GOAL:
Identify each line in the listing below that holds the word "hillside", and copy those lines.
** begin DATA FOR THIS EXERCISE **
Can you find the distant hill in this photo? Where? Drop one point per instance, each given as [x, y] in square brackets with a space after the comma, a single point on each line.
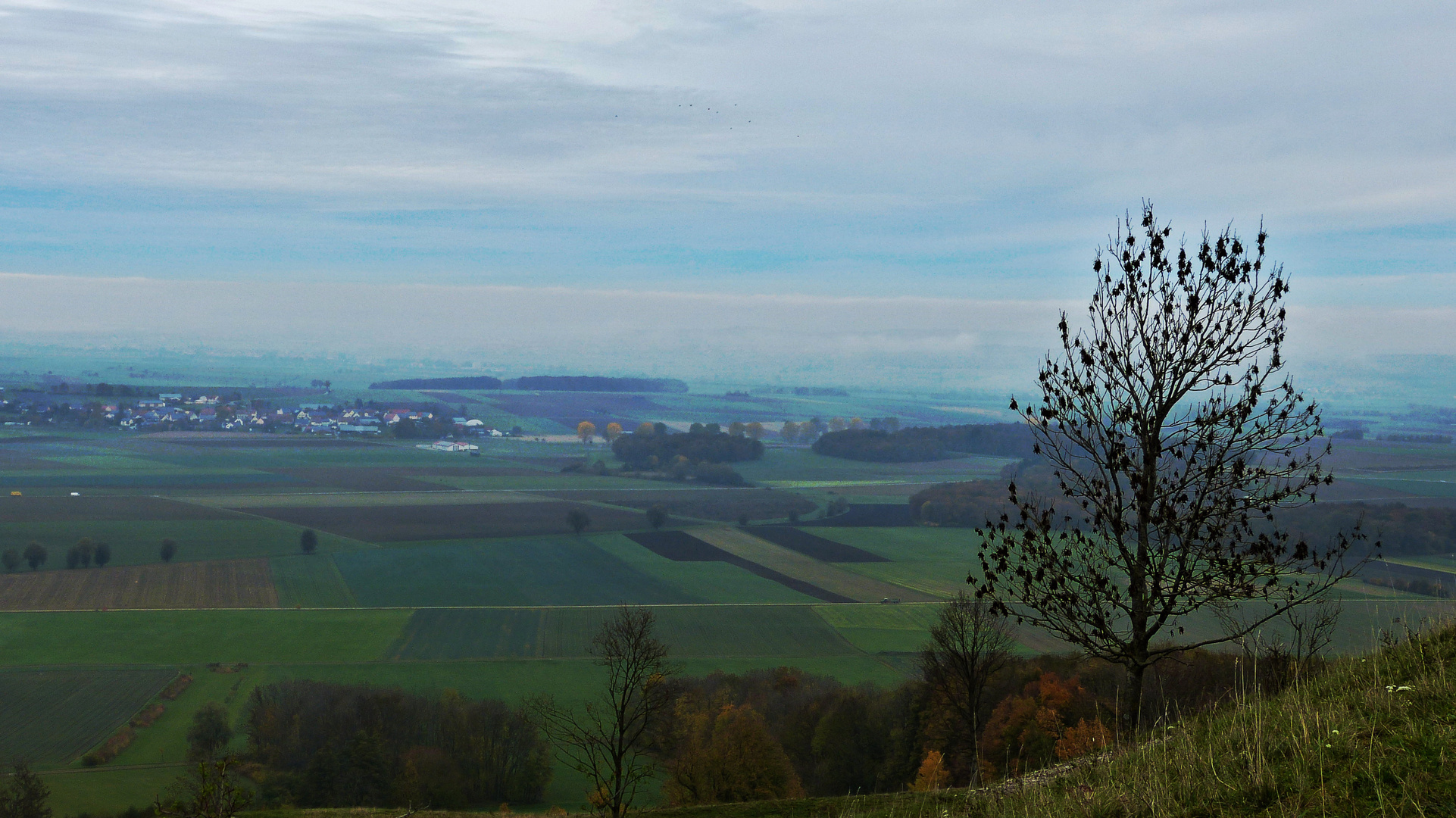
[478, 382]
[920, 445]
[595, 383]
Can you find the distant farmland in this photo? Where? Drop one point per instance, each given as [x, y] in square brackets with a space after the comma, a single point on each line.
[405, 523]
[690, 631]
[53, 717]
[217, 584]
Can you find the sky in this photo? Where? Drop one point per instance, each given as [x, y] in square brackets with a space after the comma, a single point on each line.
[898, 192]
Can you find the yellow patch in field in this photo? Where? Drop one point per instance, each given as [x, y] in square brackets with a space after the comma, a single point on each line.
[214, 584]
[792, 564]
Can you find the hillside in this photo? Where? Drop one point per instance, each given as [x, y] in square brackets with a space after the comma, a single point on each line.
[1375, 735]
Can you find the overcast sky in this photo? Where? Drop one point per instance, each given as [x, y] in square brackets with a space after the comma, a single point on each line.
[935, 159]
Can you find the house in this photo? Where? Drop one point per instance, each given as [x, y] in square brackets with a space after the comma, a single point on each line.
[448, 446]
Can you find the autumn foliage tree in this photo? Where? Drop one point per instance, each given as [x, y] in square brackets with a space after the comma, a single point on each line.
[726, 754]
[1176, 439]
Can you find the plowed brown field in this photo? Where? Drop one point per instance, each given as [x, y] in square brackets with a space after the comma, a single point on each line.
[217, 584]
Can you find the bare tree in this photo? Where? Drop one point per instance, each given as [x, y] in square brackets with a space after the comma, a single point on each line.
[211, 792]
[25, 795]
[578, 520]
[969, 644]
[1174, 439]
[606, 738]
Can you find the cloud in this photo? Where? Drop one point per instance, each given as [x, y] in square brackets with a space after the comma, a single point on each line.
[906, 342]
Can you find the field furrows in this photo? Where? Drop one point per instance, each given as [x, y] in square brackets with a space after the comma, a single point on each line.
[338, 500]
[690, 631]
[53, 717]
[791, 564]
[216, 584]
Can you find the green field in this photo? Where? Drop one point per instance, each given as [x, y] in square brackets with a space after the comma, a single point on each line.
[311, 581]
[137, 542]
[52, 717]
[186, 638]
[536, 571]
[690, 631]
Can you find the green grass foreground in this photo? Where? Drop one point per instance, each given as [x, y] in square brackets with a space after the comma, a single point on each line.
[1375, 735]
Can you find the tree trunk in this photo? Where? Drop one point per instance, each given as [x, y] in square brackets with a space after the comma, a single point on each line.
[1130, 704]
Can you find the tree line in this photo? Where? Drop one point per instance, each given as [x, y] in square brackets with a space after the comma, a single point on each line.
[919, 445]
[655, 447]
[330, 744]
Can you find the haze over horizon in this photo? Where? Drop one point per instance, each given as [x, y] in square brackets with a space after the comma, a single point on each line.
[909, 192]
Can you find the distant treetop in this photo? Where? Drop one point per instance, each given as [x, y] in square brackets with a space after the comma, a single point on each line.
[595, 383]
[476, 382]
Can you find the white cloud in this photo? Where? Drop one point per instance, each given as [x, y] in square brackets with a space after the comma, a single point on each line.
[864, 341]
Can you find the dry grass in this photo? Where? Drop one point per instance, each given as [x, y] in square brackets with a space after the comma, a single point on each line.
[216, 584]
[792, 564]
[1376, 735]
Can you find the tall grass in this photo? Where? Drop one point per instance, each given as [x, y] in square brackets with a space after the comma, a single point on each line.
[1373, 735]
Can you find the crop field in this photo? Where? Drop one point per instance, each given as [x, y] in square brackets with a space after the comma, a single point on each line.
[214, 584]
[868, 516]
[216, 479]
[311, 581]
[543, 571]
[881, 628]
[908, 545]
[690, 631]
[139, 543]
[798, 466]
[704, 504]
[246, 502]
[195, 638]
[551, 482]
[813, 546]
[52, 717]
[101, 508]
[836, 579]
[408, 523]
[1420, 483]
[682, 546]
[715, 581]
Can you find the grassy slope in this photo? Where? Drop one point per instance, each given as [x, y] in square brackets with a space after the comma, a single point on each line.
[1372, 737]
[52, 717]
[139, 542]
[311, 581]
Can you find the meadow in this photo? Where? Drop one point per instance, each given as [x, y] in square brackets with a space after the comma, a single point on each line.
[437, 571]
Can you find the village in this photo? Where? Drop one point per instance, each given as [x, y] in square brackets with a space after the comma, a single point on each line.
[213, 412]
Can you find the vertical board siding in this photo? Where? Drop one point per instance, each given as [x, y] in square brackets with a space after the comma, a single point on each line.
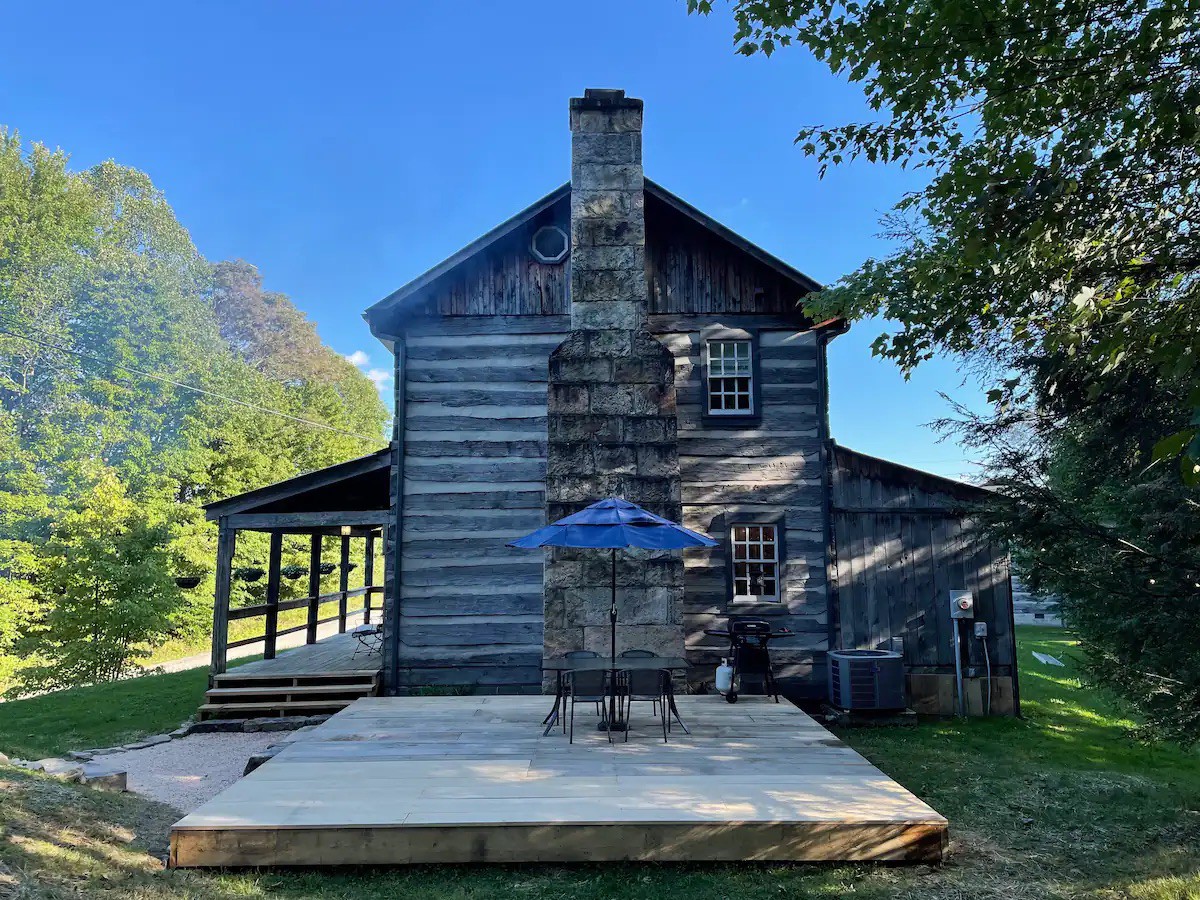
[901, 545]
[688, 270]
[767, 469]
[475, 462]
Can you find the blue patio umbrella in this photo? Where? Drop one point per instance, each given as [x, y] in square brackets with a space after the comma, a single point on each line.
[613, 525]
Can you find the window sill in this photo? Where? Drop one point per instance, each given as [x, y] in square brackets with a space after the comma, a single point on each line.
[763, 607]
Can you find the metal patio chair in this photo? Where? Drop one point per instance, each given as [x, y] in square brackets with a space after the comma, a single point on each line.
[645, 685]
[591, 687]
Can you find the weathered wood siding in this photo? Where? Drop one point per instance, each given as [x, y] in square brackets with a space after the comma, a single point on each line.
[771, 468]
[688, 270]
[903, 540]
[471, 610]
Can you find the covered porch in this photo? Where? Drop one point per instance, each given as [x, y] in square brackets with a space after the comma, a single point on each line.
[312, 660]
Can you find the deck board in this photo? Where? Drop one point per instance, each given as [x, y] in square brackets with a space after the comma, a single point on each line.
[330, 655]
[395, 780]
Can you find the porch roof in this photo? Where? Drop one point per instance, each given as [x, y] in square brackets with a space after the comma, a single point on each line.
[355, 493]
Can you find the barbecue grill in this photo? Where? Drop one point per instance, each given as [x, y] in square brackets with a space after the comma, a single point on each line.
[749, 654]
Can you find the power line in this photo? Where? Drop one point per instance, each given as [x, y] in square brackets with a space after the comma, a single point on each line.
[183, 385]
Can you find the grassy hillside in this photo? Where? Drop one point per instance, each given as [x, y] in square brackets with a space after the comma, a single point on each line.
[1060, 804]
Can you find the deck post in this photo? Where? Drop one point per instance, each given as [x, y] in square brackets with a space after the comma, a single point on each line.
[313, 588]
[273, 594]
[343, 583]
[367, 575]
[227, 541]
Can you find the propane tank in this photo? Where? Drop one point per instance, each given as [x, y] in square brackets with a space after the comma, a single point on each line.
[724, 677]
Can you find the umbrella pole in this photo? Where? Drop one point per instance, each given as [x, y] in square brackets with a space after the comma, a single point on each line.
[613, 724]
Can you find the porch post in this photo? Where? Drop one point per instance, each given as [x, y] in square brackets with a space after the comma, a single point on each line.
[343, 583]
[367, 575]
[227, 540]
[313, 588]
[273, 594]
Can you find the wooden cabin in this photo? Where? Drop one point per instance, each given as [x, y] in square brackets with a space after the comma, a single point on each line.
[612, 340]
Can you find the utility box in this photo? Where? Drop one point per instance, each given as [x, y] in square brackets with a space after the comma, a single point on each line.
[961, 605]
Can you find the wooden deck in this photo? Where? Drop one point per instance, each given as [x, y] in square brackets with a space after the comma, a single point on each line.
[319, 678]
[397, 780]
[331, 655]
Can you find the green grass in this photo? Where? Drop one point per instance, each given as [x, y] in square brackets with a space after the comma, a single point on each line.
[1060, 804]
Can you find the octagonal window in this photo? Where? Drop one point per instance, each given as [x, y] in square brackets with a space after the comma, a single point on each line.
[550, 245]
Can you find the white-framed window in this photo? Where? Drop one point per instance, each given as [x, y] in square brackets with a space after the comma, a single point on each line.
[755, 563]
[730, 377]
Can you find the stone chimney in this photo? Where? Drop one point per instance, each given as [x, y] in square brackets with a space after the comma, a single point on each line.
[611, 402]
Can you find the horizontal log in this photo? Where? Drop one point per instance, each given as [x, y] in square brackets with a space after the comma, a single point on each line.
[501, 472]
[477, 395]
[531, 429]
[747, 493]
[478, 634]
[473, 604]
[478, 341]
[475, 676]
[495, 372]
[693, 323]
[417, 502]
[419, 448]
[307, 520]
[469, 576]
[444, 657]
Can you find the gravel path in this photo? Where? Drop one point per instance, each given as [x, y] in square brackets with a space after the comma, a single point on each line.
[185, 773]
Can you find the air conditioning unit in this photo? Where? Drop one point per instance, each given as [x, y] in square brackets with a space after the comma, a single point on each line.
[867, 679]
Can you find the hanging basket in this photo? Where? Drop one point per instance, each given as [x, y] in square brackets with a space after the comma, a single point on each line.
[249, 573]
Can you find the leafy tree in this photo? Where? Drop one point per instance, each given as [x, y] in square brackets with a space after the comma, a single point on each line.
[108, 592]
[99, 285]
[1055, 246]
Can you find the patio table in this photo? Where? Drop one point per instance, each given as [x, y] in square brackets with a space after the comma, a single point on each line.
[624, 664]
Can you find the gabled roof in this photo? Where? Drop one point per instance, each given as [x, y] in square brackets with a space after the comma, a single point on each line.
[411, 292]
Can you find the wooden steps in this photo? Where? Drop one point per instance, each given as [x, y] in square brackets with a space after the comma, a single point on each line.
[262, 694]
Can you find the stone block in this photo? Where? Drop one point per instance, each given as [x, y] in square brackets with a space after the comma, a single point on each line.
[610, 204]
[567, 397]
[574, 429]
[627, 258]
[105, 778]
[619, 459]
[589, 174]
[605, 233]
[599, 286]
[553, 607]
[649, 430]
[283, 723]
[59, 768]
[612, 345]
[257, 760]
[587, 606]
[658, 460]
[598, 121]
[641, 370]
[607, 147]
[567, 367]
[571, 459]
[618, 315]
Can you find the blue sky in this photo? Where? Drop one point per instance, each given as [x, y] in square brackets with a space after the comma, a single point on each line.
[346, 148]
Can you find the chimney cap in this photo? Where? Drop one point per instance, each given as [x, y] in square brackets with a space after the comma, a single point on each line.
[605, 99]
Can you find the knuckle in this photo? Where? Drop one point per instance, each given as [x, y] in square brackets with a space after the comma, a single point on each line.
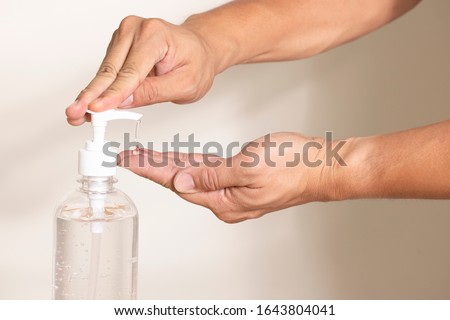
** end DATA FOR THIS EXERCISE **
FULL SOLUTION:
Can you find the hillside in this photo? Where? Drop one point per instance, each given as [x, y] in square brackets with a space after the comma, a single point on each line.
Can you find the grassy hillside in this photo? Where? Drop one point per instance, each given as [x, y] in square brackets with a space after the comma, a single point on each line.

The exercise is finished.